*** Excerpt provided Section Begins ***
Graphene composites: introduction and market status
What are composite materials?
Composite materials (also referred to as composition materials, or simply composites) are materials formed by combining two or more materials with different properties to produce an end material with unique characteristics. These materials do not blend or dissolve together but remain distinct within the final composite structure. Composite materials can be made to be stronger, lighter or more durable than traditional materials due to properties they gain from combining their different components.
Most composites are made up of two materials - the matrix (or binder) surrounds a cluster of fibers or fragments of a stronger material (reinforcement). A common example of this structure is fiberglass, which was developed in the 1940’s to be the first modern composite and is still in widespread use. In fiberglass, fine fibers of glass, which are woven into a cloth of sorts, act as the reinforcement in a plastic or resin matrix.
While composite materials are not a new concept (for example, mud bricks, made from dried mud embedded with straw pieces, have been around for thousands of years), recent technologies have brought many new and exciting composites to existence. By careful selection of matrix and reinforcement (as well as the best manufacturing process to bring them together) it is possible to create significantly superior materials, with tailored properties for specific needs. Typical composite materials include composite building materials like cement and concrete, different metal composites, plastic composites and ceramic composites.
How are composite materials made?
The three main factors that help mold the end composite material are the matrix, reinforcement and manufacturing process. As matrix, many composites use resins, which are thermosetting or thermosoftening plastics (hence the name ‘reinforced plastics’ often given to them). These are polymers that hold the reinforcement together and help determine the physical properties of the end composite.
Thermosetting plastics begin as liquid but then harden with heat. They do not return to liquid state and so they are durable, even in extreme exposure to chemicals and wear. Thermosoftening plastics are hard at low temperatures and but soften with heat. They are less commonly used but possess interesting advantages like long shelf life of raw material and capacity for recycling. There are other matrix materials such as ceramics, carbon and metals that are used for specific purposes.
Reinforcement materials grow more varied with time and technology, but the most commonly used ones are still glass fibers. Advanced composites tend to favor carbon fibers as reinforcement, which are much stronger than glass fibers, but are also more expensive. Carbon fiber composites are strong and light, and are used in aircraft structures and sports gear (golf clubs and various rackets). They are also increasingly used to replace metals that replace human bones. Some polymers make good reinforcement materials, and help make composites that are strong and light.
*** Excerpt provided Section Ends ***
*** Input data Section Begins ***
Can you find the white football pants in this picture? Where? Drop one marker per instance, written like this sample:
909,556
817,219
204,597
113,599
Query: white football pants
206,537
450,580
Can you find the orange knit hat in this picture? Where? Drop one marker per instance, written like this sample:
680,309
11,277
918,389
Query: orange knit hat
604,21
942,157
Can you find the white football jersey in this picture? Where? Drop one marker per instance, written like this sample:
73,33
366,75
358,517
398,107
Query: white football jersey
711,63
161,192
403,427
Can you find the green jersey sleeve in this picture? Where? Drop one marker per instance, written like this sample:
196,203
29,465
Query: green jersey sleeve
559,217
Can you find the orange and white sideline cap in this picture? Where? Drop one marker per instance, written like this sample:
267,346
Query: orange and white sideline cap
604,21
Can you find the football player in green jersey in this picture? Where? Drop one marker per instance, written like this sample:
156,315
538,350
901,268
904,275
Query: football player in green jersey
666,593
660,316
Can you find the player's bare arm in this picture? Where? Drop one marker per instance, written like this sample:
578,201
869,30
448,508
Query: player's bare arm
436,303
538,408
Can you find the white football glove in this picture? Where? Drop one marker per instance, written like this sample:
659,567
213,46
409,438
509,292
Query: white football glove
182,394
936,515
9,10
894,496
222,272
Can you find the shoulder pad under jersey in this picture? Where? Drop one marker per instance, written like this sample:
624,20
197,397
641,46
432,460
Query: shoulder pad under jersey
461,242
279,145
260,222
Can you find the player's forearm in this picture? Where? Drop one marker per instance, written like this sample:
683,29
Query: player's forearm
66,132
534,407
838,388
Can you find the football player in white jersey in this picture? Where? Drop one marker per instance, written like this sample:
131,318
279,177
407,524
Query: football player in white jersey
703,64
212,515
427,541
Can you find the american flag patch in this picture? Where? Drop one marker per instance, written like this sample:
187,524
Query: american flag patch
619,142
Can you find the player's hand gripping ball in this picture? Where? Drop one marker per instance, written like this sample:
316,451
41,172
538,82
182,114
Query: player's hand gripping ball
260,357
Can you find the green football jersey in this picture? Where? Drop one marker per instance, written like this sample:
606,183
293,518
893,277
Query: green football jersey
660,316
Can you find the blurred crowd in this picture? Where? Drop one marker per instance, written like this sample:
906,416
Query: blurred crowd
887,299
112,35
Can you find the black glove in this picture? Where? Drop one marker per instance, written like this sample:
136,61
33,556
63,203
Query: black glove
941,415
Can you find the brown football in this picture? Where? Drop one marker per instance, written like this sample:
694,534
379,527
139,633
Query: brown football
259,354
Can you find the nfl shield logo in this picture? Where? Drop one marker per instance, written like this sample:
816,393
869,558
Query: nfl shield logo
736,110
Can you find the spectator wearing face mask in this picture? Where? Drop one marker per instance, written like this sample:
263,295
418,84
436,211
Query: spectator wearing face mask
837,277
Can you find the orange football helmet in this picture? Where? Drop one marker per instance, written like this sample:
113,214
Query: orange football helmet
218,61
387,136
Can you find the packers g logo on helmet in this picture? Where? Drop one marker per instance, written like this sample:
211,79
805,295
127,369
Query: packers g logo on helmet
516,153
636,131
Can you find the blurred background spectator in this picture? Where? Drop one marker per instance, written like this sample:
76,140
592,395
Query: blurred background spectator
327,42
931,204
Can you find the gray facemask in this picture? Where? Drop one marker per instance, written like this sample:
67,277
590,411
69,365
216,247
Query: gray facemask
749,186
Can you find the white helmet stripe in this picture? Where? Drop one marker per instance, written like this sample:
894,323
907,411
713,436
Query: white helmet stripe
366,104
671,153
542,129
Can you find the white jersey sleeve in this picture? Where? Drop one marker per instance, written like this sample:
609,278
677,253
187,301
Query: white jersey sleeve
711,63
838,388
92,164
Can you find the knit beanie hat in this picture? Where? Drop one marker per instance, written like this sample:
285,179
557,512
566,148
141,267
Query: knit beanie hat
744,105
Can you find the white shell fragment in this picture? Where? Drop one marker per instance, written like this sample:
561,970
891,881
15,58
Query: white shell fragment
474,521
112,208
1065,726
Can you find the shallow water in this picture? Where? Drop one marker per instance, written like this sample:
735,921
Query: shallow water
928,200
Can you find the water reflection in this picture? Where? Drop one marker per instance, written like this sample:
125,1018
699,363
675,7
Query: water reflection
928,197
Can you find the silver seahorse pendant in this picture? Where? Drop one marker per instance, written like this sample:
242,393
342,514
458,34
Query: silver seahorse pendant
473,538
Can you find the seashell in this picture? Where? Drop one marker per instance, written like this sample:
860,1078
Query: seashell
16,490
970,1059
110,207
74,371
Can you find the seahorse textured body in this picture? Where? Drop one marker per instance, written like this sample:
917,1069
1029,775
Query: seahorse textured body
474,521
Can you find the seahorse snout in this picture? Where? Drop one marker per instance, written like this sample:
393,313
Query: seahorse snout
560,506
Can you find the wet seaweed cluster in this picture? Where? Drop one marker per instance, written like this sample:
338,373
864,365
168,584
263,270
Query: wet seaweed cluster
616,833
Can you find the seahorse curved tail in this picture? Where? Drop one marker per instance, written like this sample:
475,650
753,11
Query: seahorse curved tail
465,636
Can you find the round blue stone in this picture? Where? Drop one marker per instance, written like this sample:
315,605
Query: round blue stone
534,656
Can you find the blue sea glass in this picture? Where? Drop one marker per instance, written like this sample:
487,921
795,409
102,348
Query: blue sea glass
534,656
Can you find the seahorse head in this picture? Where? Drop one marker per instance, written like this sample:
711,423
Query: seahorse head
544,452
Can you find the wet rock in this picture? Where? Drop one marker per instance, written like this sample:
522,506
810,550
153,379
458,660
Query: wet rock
*** Input data Section Ends ***
Work to complete
a) Extract from the text on composite materials the passage starting with "While composite materials" and going on through "composite materials made?".
b) Which typical composite materials does the text on composite materials name? List them all.
c) Carry on the text on composite materials from its last sentence.

Answers to the exercise
a)
While composite materials are not a new concept (for example, mud bricks, made from dried mud embedded with straw pieces, have been around for thousands of years), recent technologies have brought many new and exciting composites to existence. By careful selection of matrix and reinforcement (as well as the best manufacturing process to bring them together) it is possible to create significantly superior materials, with tailored properties for specific needs. Typical composite materials include composite building materials like cement and concrete, different metal composites, plastic composites and ceramic composites.
How are composite materials made?

b)
- Composite building materials such as cement and concrete
- Metal composites
- Plastic composites
- Ceramic composites

c)
The manufacturing process usually involves a mould, in which the reinforcement is first placed and then the semi-liquid matrix is sprayed or poured in to form the object. Moulding processes are traditionally done by hand, though machine processing is becoming more common. One of the new methods is called ‘pultrusion’ and is ideal for making products that are straight and have a constant cross section, like different kinds of beams. Products that of thin or complex shape (like curved panels) are built up by applying sheets of woven fiber reinforcement, saturated with matrix material, over a mould. Advanced composites (like those which are used in aircraft) are usually made from a honeycomb of plastic held between two sheets of carbon-fiber reinforced composite material, which results in high strength, low weight and bending stiffness.
Where can composites be found?
Composite materials have many obvious advantages, as they can be made to be lightweight, strong, corrosion and heat resistant, flexible, transparent and more according to specific needs. Composites are already used in many industries, like boats, aerospace, sports equipment (golf shafts, tennis rackets, surfboards, hockey sticks and more), Automotive components, wind turbine blades, body armour, building materials, bridges, medical utilities and others. Composite materials’ merits and potential assures ample research in the field which is hoped to bring future developments and implementations in additional markets.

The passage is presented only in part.